## Selected text
-- -- --

There is, however, a promising solution to the expertise deficit created by overdependence on consultants: AI. Tossing out high-priced consultants and embracing AI to improve internal processes and adapt for the changes that are coming may help save colleges from their public-confidence death spiral.
In my own experience, colleges do not know themselves well. Data is fragmented and collected (if at all) unsystematically across individual departments, alumni offices, student clubs, the registrar, old catalogs, and oral histories. Unlike consultants who take their insights with them, AI tools can be integrated into the fabric of university operations, helping internal teams leverage crucial institutional knowledge while building upon it over time.
AI can already do everything that consultants do: access, process, and synthesize information from the same vast global database that consultants use. But internal AI algorithms can also allow university leaders to analyze and evaluate FERPA-protected student data on historical student success (and failure), helping to identify patterns and address obstacles long overlooked. Deans and chairs who already know the anecdotal data about departments over time can work with AI to weigh new allocation models, take action, and think through repercussions.
The first challenge is to convince the faculty, who are already skeptical of AI’s expanding footprint on campus, that what AI does is actually “analysis” or “interpretation.” I would urge all faculty members to familiarize themselves with the basics of what AI can do, especially those who are already in the midst of a consultant-led reorganization or restructuring. Put questions to a free or premium model. Ask how it would recommend going about doing the restructuring or achieving the efficiency metrics to be implemented. Ask it to define resource management, allocation formulas, and space utilization. Ask what data it would need to help. Gray DI offers market data by ZIP code, but departments and alumni offices typically know which of their alumni find jobs, and where. Consultants, alas, often do not. At Sonoma State University, for instance, a consultant-led restructuring caused the entire philosophy department to be cut, when in fact those graduates had been getting jobs for decades. When it comes to such consultants, college leaders should ask themselves: What are we paying for, exactly?

-- -- --

## Supplied records
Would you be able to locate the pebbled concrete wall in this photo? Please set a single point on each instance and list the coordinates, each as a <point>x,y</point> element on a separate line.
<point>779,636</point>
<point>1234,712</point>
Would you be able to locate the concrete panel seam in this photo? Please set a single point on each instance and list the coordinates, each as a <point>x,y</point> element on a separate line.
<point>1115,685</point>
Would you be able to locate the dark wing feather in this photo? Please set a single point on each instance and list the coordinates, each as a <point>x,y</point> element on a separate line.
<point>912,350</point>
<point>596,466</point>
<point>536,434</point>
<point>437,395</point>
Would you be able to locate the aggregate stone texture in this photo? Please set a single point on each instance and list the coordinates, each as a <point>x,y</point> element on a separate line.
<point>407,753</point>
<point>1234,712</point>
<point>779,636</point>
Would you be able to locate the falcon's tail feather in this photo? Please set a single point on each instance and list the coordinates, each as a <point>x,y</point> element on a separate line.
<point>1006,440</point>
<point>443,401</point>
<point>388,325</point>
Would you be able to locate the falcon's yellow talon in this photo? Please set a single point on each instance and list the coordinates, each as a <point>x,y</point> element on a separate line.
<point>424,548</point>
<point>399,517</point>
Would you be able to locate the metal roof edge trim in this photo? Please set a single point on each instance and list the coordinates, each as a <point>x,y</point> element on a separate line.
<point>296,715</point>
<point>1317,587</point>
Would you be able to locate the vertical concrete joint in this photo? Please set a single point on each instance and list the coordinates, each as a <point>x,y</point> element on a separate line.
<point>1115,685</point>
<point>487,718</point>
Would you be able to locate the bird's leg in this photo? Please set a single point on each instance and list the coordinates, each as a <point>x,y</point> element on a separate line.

-- -- --

## Required tasks
1. Do these statements agree with the passage on AI replacing college consultants? For each, answer yes or no and quote the text's deciding words exactly.
(a) At Sonoma State University, a consultant-led restructuring led to the whole philosophy department being cut.
(b) Colleges collect their data systematically through one central office.
(c) Consultants usually know which alumni find jobs and where.
2. Could you output everything in the passage on AI replacing college consultants from "AI can already" down to "think through repercussions."?
3. Can you go on with the passage on AI replacing college consultants from where it stops?

## Numbered responses
1.
(a) Yes: "a consultant-led restructuring caused the entire philosophy department to be cut"
(b) No: "Data is fragmented and collected (if at all) unsystematically across individual departments"
(c) No: "departments and alumni offices typically know which of their alumni find jobs, and where. Consultants, alas, often do not."

2.
AI can already do everything that consultants do: access, process, and synthesize information from the same vast global database that consultants use. But internal AI algorithms can also allow university leaders to analyze and evaluate FERPA-protected student data on historical student success (and failure), helping to identify patterns and address obstacles long overlooked. Deans and chairs who already know the anecdotal data about departments over time can work with AI to weigh new allocation models, take action, and think through repercussions.

3.
Consultants who parachute in for weeks or months do not have the deep institutional knowledge required for true wisdom. They offer standardized frameworks dressed up as customized solutions, while the actual holders of expertise — the faculty, staff, and administrators who understand their institution’s unique culture, constraints, and capabilities — are sidelined. AI can now handle the data analysis and pattern recognition, allowing colleges to better invest in their own people’s capacity to make judgments about their programs and curricula. Who better to navigate that final stretch between data and decision than the people who walk that last mile every day?
Moreover, AI has no need to maintain the polite fiction that it’s providing independent strategic wisdom rather than political cover for outsourcing recommendations for cuts and layoffs. That could lead to more honest corporate behavior in resource management.
The choice facing college leaders in 2025 will be clear: pay premium rates for consultants who extract institutional knowledge while providing political cover — or embrace AI solutions that empower internal teams to prepare for changes to come. The stakes extend beyond mere efficiency. Institutions that successfully transition from consultant dependency to AI-enhanced internal capacity will emerge stronger, more adaptable, and better positioned to fulfill their educational missions. In an era when higher education faces unprecedented challenges, the end of the consultant era might be exactly what colleges need to rediscover their capacity for self-directed innovation and change. The consultants are indeed leaving, and it’s about time.